▶ [COMPLETE THE FOLLOWING]
1/ Answer these questions from the tuatara article below.
(a) How long do tuatara eggs typically incubate?
(b) Which island's tuatara population was modeled in the new paper?
(c) In which journal was the paper published?
2/ Quote word for word the part of the tuatara article below from "Part of the" up to and including "on their island.".

PASSAGE SHOWN Block Start

Climate Threatens Living Fossil
By Janet Raloff
The dating scene for unusual reptiles on certain South Pacific islands could get pretty stressful in coming decades. Guys already outnumber gals in some areas. With global warming, that tilted ratio threatens not only to become universal but also far more exaggerated. Or so concludes a new study.
It’s a facet of global warming that has largely escaped attention. But upon reflection, it’s clear that the reptiles studied should be far from the only ones that can develop perilously skewed sex ratios if our atmosphere’s growing fever continues its rise.
The new paper focuses on tuatara, somewhat-bizarre lizardlike creatures that exist as remnant populations and only on several uninhabited New Zealand islands. Most of these tiny landmasses amount to little more than sheer, rocky outcroppings no more than 5 hectares (~12 acres) in size. Their wildlife has developed in a fairly stable environment and relative isolation. Indeed, the tuatara are frequently characterized as living fossils for the fact that they’re the sole survivors of one of the four orders of reptiles and are little changed from ancient ancestors.
Among their many oddities, these critters have one of the longest reproductive cycles known, grow slowly, and may live four score years or more. Like many reptiles, their gender is determined by the temperature at which eggs incubate. And they incubate in earthen nests a long time — typically 11 to 14 months.
The warmer that nest, the more likely a hatchling will be a he, not a she. So, if the climate leads to substantial nest warming, there will likely come a time at which every tuatara born will be male. That time could be within this century, hints a paper published today in Proceedings of the Royal Society B, although Nicola J. Mitchell of the University of Western Australia and her colleagues leave fairly vague how soon that critical date might arrive.
Part of the reason: Theirs is a modeling paper. So the authors ran a range of scenarios through their computer program, graphing the projections it spit out. Gauging the most likely projection requires making a lot of assumptions — and hoping that the scientists or their computer model were sophisticated enough to account for the most likely factors that would affect gender. These include: how much the local climate will warm in the near future, whether nests will warm proportionately, whether tuatara will plant their eggs at lower depths to keep them cooler in the future, and whether moms will lay their clutch at the same open sites as the climate changes or instead begin to nest at shaded locales elsewhere on their island.
I ran the modeling assessments by Louis Guillette, a University of Florida herpetologist who has studied tuatara, including those on North Brother — the island whose population was modeled in the new paper.
Overall, he finds the conclusions spot on.

PASSAGE SHOWN Block End
INPUT DATA Block Start

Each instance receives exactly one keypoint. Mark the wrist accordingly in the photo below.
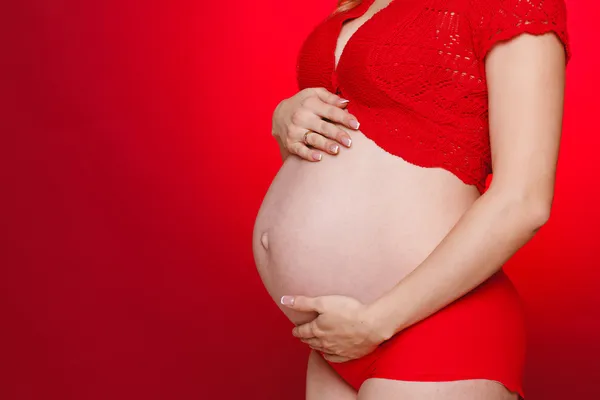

INPUT DATA Block End

▶ [ANSWERS BY ITEM]
1/
(a) 11 to 14 months
(b) North Brother
(c) Proceedings of the Royal Society B

2/
Part of the reason: Theirs is a modeling paper. So the authors ran a range of scenarios through their computer program, graphing the projections it spit out. Gauging the most likely projection requires making a lot of assumptions — and hoping that the scientists or their computer model were sophisticated enough to account for the most likely factors that would affect gender. These include: how much the local climate will warm in the near future, whether nests will warm proportionately, whether tuatara will plant their eggs at lower depths to keep them cooler in the future, and whether moms will lay their clutch at the same open sites as the climate changes or instead begin to nest at shaded locales elsewhere on their island.